YOUR INSTRUCTIONS >>
Look through the data that follows and copy each line with the string "would".

(Collected data)
※ ※ ※

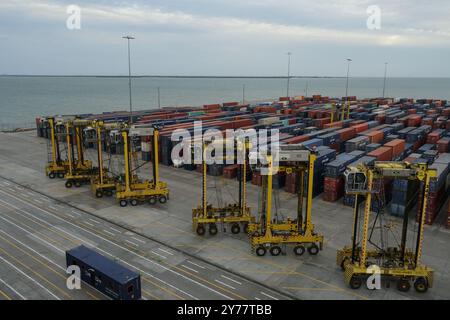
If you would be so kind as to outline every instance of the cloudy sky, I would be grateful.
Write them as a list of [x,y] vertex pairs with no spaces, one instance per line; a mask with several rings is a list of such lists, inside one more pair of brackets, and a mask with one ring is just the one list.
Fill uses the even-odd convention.
[[131,34],[135,74],[285,75],[290,51],[294,75],[343,76],[352,58],[353,76],[388,61],[390,76],[450,77],[449,12],[448,0],[1,0],[0,74],[126,74]]

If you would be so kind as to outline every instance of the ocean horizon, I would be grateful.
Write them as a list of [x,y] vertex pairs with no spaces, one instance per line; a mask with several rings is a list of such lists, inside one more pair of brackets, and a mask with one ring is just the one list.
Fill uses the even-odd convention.
[[[135,75],[132,84],[134,110],[272,100],[287,93],[287,77],[283,76]],[[291,76],[289,93],[342,97],[345,85],[345,77]],[[349,95],[377,98],[382,92],[383,77],[349,79]],[[2,75],[0,96],[2,130],[33,127],[37,116],[129,108],[128,77],[122,75]],[[450,78],[389,77],[385,96],[450,99]]]

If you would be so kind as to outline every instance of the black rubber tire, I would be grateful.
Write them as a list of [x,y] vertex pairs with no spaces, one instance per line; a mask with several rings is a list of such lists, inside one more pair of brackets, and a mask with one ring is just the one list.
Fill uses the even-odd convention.
[[56,174],[56,176],[57,176],[59,179],[63,179],[63,178],[64,178],[64,173],[58,172],[58,173]]
[[131,204],[133,207],[136,207],[136,206],[139,204],[139,202],[138,202],[136,199],[131,199],[131,200],[130,200],[130,204]]
[[272,246],[272,247],[270,247],[269,251],[272,256],[277,257],[281,254],[281,247]]
[[128,205],[128,201],[127,201],[127,200],[120,200],[120,201],[119,201],[119,205],[120,205],[122,208],[125,208],[125,207]]
[[315,255],[317,255],[318,253],[319,253],[319,247],[315,244],[315,243],[313,243],[313,244],[311,244],[309,247],[308,247],[308,253],[310,254],[310,255],[312,255],[312,256],[315,256]]
[[65,183],[65,186],[66,186],[66,188],[67,188],[67,189],[70,189],[70,188],[72,188],[72,186],[73,186],[73,183],[72,183],[72,181],[70,181],[70,180],[67,180],[67,181],[66,181],[66,183]]
[[105,195],[106,195],[107,197],[112,197],[112,195],[113,195],[112,190],[106,190],[106,191],[105,191]]
[[241,226],[238,223],[233,223],[231,225],[231,233],[238,234],[239,232],[241,232]]
[[75,181],[73,185],[75,186],[75,188],[79,188],[79,187],[81,187],[81,182]]
[[154,205],[154,204],[156,204],[156,202],[158,202],[158,199],[155,196],[148,198],[149,204]]
[[95,196],[96,196],[97,198],[103,197],[103,191],[102,191],[102,190],[97,190],[97,191],[95,191]]
[[411,283],[408,279],[397,280],[397,290],[401,292],[408,292],[411,289]]
[[358,276],[352,276],[350,279],[350,288],[353,290],[359,289],[362,286],[362,280]]
[[267,250],[263,246],[259,246],[256,248],[255,252],[258,257],[263,257],[266,255]]
[[219,230],[217,229],[217,226],[213,223],[209,225],[208,231],[209,231],[209,234],[212,236],[215,236],[217,234],[217,232],[219,232]]
[[164,203],[167,202],[167,197],[166,196],[159,196],[158,197],[158,201],[159,201],[159,203],[164,204]]
[[296,256],[302,256],[305,253],[306,249],[302,245],[298,245],[294,247],[294,254]]
[[204,236],[204,235],[205,235],[205,232],[206,232],[206,229],[205,229],[205,227],[204,227],[203,225],[199,224],[199,225],[197,226],[196,232],[197,232],[197,234],[198,234],[199,236]]
[[414,281],[414,289],[419,293],[425,293],[428,291],[428,281],[425,278],[417,278]]
[[56,178],[56,173],[54,173],[54,172],[50,172],[49,174],[48,174],[48,177],[50,178],[50,179],[55,179]]
[[248,234],[248,223],[244,223],[244,233]]

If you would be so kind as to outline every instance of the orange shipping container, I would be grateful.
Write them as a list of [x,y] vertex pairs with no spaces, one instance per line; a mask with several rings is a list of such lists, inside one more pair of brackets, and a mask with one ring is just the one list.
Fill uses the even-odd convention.
[[341,141],[347,141],[353,139],[356,136],[355,128],[345,128],[337,131],[341,138]]
[[360,133],[360,132],[363,132],[363,131],[366,131],[367,129],[369,129],[369,125],[367,123],[357,124],[352,127],[355,128],[356,133]]
[[383,131],[376,130],[376,131],[368,132],[364,135],[369,138],[370,143],[382,143],[383,142],[383,138],[384,138]]
[[392,160],[392,148],[379,147],[367,154],[369,157],[377,158],[377,161],[391,161]]
[[405,140],[394,139],[386,143],[384,146],[392,148],[392,157],[395,158],[405,150]]
[[306,134],[304,134],[302,136],[296,136],[296,137],[292,137],[292,138],[286,139],[283,142],[287,143],[287,144],[296,144],[296,143],[305,142],[305,141],[307,141],[309,139],[311,139],[311,137],[306,135]]

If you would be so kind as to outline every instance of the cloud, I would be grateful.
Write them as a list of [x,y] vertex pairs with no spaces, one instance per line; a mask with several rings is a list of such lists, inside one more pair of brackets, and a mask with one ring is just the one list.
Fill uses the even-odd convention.
[[[229,0],[231,5],[239,6],[235,0]],[[220,2],[220,1],[219,1]],[[401,3],[402,1],[400,1]],[[382,24],[381,30],[368,30],[365,28],[366,8],[371,3],[368,0],[258,0],[245,2],[241,6],[263,7],[266,10],[277,8],[296,12],[307,8],[308,12],[315,12],[322,25],[301,24],[298,22],[273,22],[270,17],[262,18],[236,18],[233,16],[205,15],[187,13],[180,10],[168,10],[161,7],[149,6],[144,3],[95,4],[81,5],[83,23],[86,27],[105,28],[107,26],[127,25],[135,28],[166,27],[167,32],[173,28],[195,32],[198,34],[210,33],[218,35],[234,34],[239,37],[264,37],[271,39],[311,43],[328,41],[332,43],[351,45],[379,45],[414,47],[418,44],[427,46],[450,46],[450,29],[421,28],[420,26],[401,27]],[[385,7],[384,7],[385,6]],[[214,8],[214,2],[211,3]],[[402,6],[392,6],[389,2],[381,1],[382,21],[387,17],[404,20],[401,13]],[[3,11],[21,12],[35,19],[50,19],[61,21],[65,19],[66,5],[52,1],[14,0],[2,2]],[[327,23],[327,17],[329,21]],[[343,18],[351,19],[349,26],[333,26],[330,21]],[[358,20],[359,27],[355,28]],[[398,24],[398,21],[396,22]],[[323,25],[326,25],[325,27]],[[442,22],[442,26],[444,22]]]

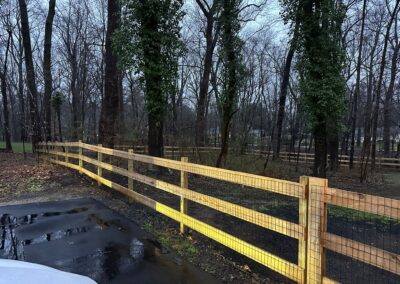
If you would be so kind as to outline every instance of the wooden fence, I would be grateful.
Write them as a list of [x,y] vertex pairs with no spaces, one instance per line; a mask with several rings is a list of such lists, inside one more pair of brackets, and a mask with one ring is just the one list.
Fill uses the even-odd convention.
[[[250,151],[250,154],[260,155],[260,151]],[[267,151],[262,151],[261,155],[267,155]],[[272,153],[270,153],[272,156]],[[314,162],[314,153],[293,153],[293,152],[281,152],[279,157],[283,161],[297,162],[299,163],[313,163]],[[342,165],[348,165],[350,163],[349,155],[339,155],[339,163]],[[355,156],[353,163],[355,165],[360,164],[360,157]],[[371,159],[369,161],[371,163]],[[400,158],[386,158],[386,157],[376,157],[376,165],[377,167],[390,167],[400,169]]]
[[[121,150],[133,149],[136,153],[146,153],[146,146],[129,146],[129,145],[119,145],[116,147]],[[196,155],[197,153],[210,153],[210,152],[218,152],[220,148],[218,147],[178,147],[178,146],[165,146],[164,154],[168,158],[175,158],[180,155]],[[272,157],[271,151],[260,151],[258,149],[247,149],[245,154],[247,155],[260,155],[267,156],[270,155]],[[314,161],[314,153],[295,153],[295,152],[280,152],[280,159],[286,162],[300,163],[300,164],[312,164]],[[348,165],[350,163],[349,155],[339,155],[339,163],[341,165]],[[353,160],[354,165],[360,164],[360,157],[354,156]],[[371,163],[371,159],[369,159],[369,163]],[[388,157],[376,157],[376,166],[386,167],[400,170],[400,157],[398,158],[388,158]]]
[[[83,155],[83,150],[97,153],[97,159]],[[42,143],[39,144],[38,154],[43,160],[75,169],[81,174],[93,178],[99,185],[103,184],[110,187],[134,201],[145,204],[176,220],[180,223],[182,233],[185,232],[186,227],[189,227],[295,282],[337,283],[329,279],[325,273],[325,252],[327,249],[400,275],[400,255],[327,232],[328,204],[400,219],[399,200],[329,188],[326,179],[300,177],[298,183],[290,182],[189,163],[187,158],[184,157],[181,161],[169,160],[137,154],[133,150],[121,151],[82,142]],[[128,166],[121,168],[106,163],[103,155],[126,159]],[[71,160],[75,162],[73,163]],[[180,186],[135,172],[133,167],[135,162],[179,171],[181,176]],[[97,172],[86,169],[84,163],[94,165]],[[128,187],[104,178],[103,170],[127,177]],[[289,222],[190,190],[188,173],[293,197],[298,200],[299,220],[296,223]],[[180,210],[175,210],[136,192],[133,188],[133,180],[178,196],[180,198]],[[227,190],[229,189],[227,188]],[[191,217],[187,211],[189,201],[296,239],[298,241],[297,263],[289,262],[202,220]]]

※ ※ ※

OUTPUT OF THE EXERCISE >>
If you would be so kind as to outline every instance of the cloudy sky, I would be grateful.
If you would be so kind as to outline every instance of the ocean horizon, I would be grateful.
If you would be so kind as to outline every instance of the black rubber tire, I would be grateful.
If you would be so kind as to outline every instance of the orange shipping container, I would be grateful.
If you would be so kind as to outline every instance of the cloud, I would be grateful.
If you would be so kind as to outline every instance of the wooden fence, I would be grateful.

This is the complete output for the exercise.